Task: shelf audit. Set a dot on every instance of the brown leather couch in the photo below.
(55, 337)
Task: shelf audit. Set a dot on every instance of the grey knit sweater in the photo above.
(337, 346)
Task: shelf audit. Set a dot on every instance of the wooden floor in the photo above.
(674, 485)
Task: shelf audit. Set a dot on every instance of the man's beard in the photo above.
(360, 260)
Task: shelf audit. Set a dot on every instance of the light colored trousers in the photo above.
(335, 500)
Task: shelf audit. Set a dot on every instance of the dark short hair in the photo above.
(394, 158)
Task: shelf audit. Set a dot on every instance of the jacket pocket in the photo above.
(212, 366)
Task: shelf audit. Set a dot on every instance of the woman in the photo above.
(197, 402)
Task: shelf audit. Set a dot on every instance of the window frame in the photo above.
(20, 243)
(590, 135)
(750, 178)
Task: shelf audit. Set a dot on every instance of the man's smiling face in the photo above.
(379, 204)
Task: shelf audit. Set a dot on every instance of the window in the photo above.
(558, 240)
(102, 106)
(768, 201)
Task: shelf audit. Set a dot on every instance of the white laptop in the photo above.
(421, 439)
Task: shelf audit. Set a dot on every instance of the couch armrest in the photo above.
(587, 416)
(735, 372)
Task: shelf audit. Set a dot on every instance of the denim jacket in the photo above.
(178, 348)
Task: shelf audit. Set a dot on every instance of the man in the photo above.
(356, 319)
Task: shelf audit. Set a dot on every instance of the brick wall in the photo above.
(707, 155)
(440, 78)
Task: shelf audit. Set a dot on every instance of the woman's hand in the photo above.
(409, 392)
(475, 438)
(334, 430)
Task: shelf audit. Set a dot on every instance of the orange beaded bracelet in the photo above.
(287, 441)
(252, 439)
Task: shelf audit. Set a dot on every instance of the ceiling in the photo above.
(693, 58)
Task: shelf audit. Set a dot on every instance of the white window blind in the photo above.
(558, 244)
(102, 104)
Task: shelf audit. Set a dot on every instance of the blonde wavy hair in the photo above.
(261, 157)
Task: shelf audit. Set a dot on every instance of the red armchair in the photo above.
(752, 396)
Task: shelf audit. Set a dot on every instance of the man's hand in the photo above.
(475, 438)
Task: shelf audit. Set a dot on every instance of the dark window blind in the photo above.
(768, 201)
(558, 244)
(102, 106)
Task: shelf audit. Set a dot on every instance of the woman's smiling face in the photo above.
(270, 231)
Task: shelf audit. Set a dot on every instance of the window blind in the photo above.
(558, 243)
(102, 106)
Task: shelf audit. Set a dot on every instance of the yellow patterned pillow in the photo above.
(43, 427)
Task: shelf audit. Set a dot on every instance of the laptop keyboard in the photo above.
____
Work item: Exactly the lines from the one containing "wavy hair in the photo above." through the final line above, and only those, should be given again.

Written answer:
Task: shelf audit. Set a dot on every instance of the blonde wavy hair in the photo above.
(261, 157)
Task: shelf audit. Set a dot on every instance of the red armchair in the photo above.
(752, 396)
Task: shelf audit. Set a dot on every instance of the man's hand in the photo above.
(475, 438)
Task: shelf audit. Set a dot on every instance of the dark window blind in the photo above.
(768, 201)
(558, 244)
(102, 106)
Task: shelf audit. Set a dot on every instance of the woman's smiling face in the photo above.
(270, 231)
Task: shelf audit. Set a dot on every instance of the window blind in the photo above.
(558, 243)
(102, 106)
Task: shelf audit. Set a dot on every instance of the yellow patterned pillow in the photo above.
(43, 427)
Task: shelf audit. Set a dot on every instance of the laptop keyboard in the photo above.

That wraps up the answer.